The expected output is each line in the data below that includes the string "Where".
*** Opening Given records ***
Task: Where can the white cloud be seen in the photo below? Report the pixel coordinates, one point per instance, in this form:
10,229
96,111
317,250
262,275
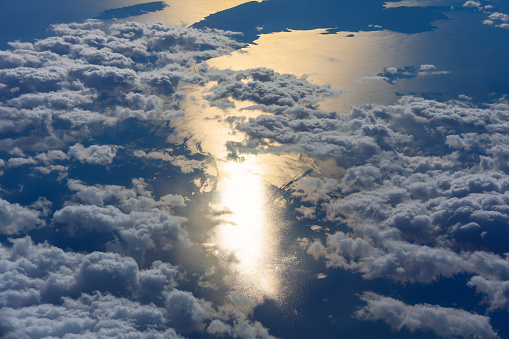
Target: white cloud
94,154
444,322
16,219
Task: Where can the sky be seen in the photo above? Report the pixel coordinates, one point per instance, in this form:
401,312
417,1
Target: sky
254,169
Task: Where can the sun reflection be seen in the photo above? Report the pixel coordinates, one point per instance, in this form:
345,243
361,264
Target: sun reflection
246,231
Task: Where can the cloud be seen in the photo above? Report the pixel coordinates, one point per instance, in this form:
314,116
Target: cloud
49,292
421,190
16,219
94,154
444,322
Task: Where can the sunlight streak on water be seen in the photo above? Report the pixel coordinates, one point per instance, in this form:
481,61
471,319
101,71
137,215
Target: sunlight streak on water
249,227
247,232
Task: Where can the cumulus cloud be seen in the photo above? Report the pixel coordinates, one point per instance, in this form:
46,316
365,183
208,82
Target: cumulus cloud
444,322
94,154
421,188
16,219
48,292
57,97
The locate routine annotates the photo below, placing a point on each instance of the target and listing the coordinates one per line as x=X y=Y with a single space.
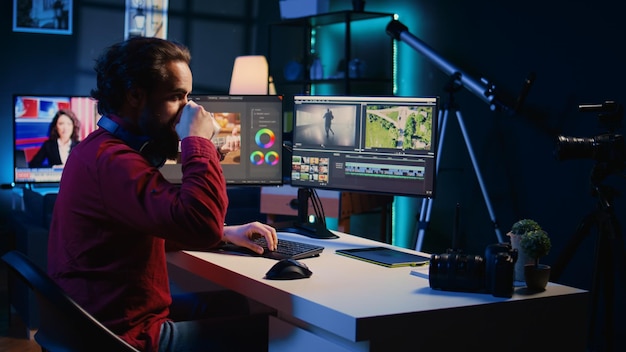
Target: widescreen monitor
x=257 y=122
x=254 y=120
x=383 y=145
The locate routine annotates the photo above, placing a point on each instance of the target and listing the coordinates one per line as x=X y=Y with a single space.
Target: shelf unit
x=335 y=38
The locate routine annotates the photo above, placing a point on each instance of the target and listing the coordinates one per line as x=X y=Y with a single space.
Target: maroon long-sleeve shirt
x=111 y=218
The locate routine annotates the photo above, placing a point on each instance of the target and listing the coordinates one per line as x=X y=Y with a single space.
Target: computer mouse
x=288 y=269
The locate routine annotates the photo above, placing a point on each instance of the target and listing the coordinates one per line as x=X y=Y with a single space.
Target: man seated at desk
x=114 y=211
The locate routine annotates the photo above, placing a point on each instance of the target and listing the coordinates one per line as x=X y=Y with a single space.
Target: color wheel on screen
x=271 y=158
x=265 y=138
x=257 y=157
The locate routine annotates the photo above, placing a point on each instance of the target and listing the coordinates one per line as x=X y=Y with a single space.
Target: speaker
x=142 y=144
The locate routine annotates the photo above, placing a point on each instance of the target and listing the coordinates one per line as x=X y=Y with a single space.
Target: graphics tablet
x=384 y=256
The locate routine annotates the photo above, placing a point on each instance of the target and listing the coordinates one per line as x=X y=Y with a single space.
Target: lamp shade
x=250 y=75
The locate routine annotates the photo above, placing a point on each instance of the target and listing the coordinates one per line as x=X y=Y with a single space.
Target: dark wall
x=575 y=48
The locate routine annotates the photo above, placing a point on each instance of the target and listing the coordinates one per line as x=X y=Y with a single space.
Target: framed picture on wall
x=43 y=16
x=146 y=18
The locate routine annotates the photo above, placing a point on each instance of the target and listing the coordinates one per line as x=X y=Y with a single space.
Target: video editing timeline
x=371 y=144
x=256 y=122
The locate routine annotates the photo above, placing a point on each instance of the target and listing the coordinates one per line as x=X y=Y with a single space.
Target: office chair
x=64 y=325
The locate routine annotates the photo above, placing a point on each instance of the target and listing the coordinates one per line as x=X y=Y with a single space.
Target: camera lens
x=574 y=148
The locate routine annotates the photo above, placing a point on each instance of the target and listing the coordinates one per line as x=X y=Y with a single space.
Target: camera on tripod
x=608 y=147
x=493 y=273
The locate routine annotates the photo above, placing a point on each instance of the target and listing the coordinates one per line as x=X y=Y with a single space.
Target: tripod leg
x=483 y=188
x=424 y=218
x=581 y=232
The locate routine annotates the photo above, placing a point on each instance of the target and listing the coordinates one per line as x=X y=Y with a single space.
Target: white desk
x=352 y=305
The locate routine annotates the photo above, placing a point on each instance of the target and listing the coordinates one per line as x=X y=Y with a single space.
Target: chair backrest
x=64 y=325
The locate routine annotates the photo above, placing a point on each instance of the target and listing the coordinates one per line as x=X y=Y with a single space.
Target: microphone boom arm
x=482 y=88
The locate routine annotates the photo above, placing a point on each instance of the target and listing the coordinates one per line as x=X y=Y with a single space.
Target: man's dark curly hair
x=138 y=62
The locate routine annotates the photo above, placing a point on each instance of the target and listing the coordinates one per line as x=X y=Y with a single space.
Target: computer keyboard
x=286 y=249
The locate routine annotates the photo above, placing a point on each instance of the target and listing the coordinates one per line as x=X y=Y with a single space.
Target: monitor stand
x=302 y=226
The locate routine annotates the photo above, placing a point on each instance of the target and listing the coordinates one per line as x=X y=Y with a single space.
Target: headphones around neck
x=142 y=144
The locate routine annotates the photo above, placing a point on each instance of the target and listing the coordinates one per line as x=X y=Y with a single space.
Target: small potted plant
x=518 y=229
x=536 y=244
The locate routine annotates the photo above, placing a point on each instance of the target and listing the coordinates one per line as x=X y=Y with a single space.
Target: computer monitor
*** Closing Given records ***
Exercise output:
Task: Where can the white cloud be seen in the photo below? Report the pixel coordinates, one point per instance, in this form:
Task: Where can the sky be seen in the photo above? Report the pixel coordinates, one point per instance, in this form:
Task: Where can the sun reflection be seen in the photo above? Report the pixel coordinates, one point per instance, in this form:
Task: Where can the cloud be seen in the photo above? Report the pixel coordinates, one point per instance, in this form:
Task: Where can the sunlight streak on water be seen in the photo above? Report the pixel coordinates, one point per instance, in this form:
Task: Where can the cumulus cloud be seen in the photo above? Report the pixel coordinates, one point per instance, in this form:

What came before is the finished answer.